*What is required*. Every record shown below should be duplicated exactly.

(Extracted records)
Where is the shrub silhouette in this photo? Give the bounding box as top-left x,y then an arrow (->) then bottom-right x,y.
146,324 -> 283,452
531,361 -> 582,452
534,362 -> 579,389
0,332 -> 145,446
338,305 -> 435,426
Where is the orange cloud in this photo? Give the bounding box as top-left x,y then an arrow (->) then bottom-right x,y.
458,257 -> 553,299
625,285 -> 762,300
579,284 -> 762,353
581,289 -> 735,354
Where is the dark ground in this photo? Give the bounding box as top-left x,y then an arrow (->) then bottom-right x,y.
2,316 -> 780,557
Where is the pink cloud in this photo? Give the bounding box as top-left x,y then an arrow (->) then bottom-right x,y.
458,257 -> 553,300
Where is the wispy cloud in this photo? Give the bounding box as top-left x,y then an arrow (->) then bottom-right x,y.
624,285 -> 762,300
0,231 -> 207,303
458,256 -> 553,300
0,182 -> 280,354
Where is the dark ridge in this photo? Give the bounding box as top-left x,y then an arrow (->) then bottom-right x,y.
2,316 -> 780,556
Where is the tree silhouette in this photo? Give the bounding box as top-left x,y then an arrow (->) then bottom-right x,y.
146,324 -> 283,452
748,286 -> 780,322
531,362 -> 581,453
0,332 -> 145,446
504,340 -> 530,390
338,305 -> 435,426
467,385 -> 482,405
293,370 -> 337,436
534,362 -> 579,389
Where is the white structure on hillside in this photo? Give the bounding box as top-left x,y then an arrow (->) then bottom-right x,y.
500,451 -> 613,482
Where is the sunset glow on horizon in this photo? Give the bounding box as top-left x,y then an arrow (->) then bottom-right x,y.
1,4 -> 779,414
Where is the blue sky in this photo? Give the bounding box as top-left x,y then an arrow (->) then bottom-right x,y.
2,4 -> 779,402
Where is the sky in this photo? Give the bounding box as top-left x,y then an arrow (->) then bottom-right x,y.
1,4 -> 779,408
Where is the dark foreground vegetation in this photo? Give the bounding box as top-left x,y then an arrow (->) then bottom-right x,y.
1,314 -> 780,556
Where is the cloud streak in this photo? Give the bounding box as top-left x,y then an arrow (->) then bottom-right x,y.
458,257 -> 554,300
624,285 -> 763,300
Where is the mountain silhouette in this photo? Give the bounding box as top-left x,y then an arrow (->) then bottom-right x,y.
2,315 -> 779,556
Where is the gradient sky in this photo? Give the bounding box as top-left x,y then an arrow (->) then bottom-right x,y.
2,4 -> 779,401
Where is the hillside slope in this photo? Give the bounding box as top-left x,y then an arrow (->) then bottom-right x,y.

*Output for this exercise*.
Where is the shrub silhouette in this photo? Give the bounding box as top-left x,y then an arrow (->) then bottom-right x,y.
146,324 -> 283,452
531,361 -> 582,452
534,362 -> 579,389
0,332 -> 145,446
338,305 -> 435,426
Where is the orange cloud in this photo? Give the bounding box as top-left x,y then an arrow (->) then bottom-right x,y.
458,257 -> 553,299
625,285 -> 762,300
579,284 -> 762,353
581,289 -> 735,354
Where is the dark ground in this photo? Give the bounding box as top-left x,y then an arrow (->) then bottom-right x,y.
2,316 -> 780,557
Where is the pink cloud in this photo? Give the bounding box as top-left x,y then an arrow (->) then bottom-right x,y.
458,257 -> 553,300
Where is the wispy cloud in this photo? Give the bounding box as top-left x,y then an arrow (->) then bottom-right x,y.
624,285 -> 762,300
0,231 -> 207,303
458,256 -> 553,300
0,182 -> 280,354
Where is the dark ridge in this photo? Give the bounding box as top-left x,y then an arrow (->) then bottom-right x,y.
2,316 -> 780,556
Where is the tree silhouette in this photo? Give the bounding box as top-left x,y then an arrow (->) then bottom-right x,y.
146,324 -> 283,452
748,286 -> 780,322
531,362 -> 581,453
0,332 -> 145,446
504,340 -> 530,390
338,305 -> 435,426
467,385 -> 482,405
293,370 -> 337,436
534,362 -> 579,389
Where is the white structure on hillside in this photo? Give the bounding box as top-left x,y then an arrow (->) then bottom-right x,y.
500,451 -> 613,482
Where is the sunset glow on horizon in this photo? Give the bounding box as top-left x,y then an arrow (->) then bottom-right x,y.
1,4 -> 779,414
Where is the blue sky in this photo? Give the bounding box as top-left x,y then an arrow (->) then bottom-right x,y.
2,4 -> 779,402
Where is the sky in this photo? Give the bounding box as top-left x,y then an arrow (->) then bottom-right x,y.
1,4 -> 779,408
Where is the dark foreground vegetation in this photo? Give the bounding box as top-left x,y then an arrow (->) then bottom-right x,y.
1,314 -> 780,556
Where is the cloud streak in this photo? Give the bounding box as top-left x,y then an arrow (->) then bottom-right x,y.
458,257 -> 554,300
624,285 -> 763,300
Where is the mountain silhouette in this photo? Give the bounding box as top-left x,y then an arrow (->) then bottom-right x,y.
2,315 -> 779,556
Where is the gradient sky in this photo? Give the bounding box as top-left x,y then an arrow (->) then bottom-right x,y.
2,4 -> 779,401
Where is the hillside slope in this photo? Give the bounding box as top-left x,y then an arrow (->) then bottom-right x,y.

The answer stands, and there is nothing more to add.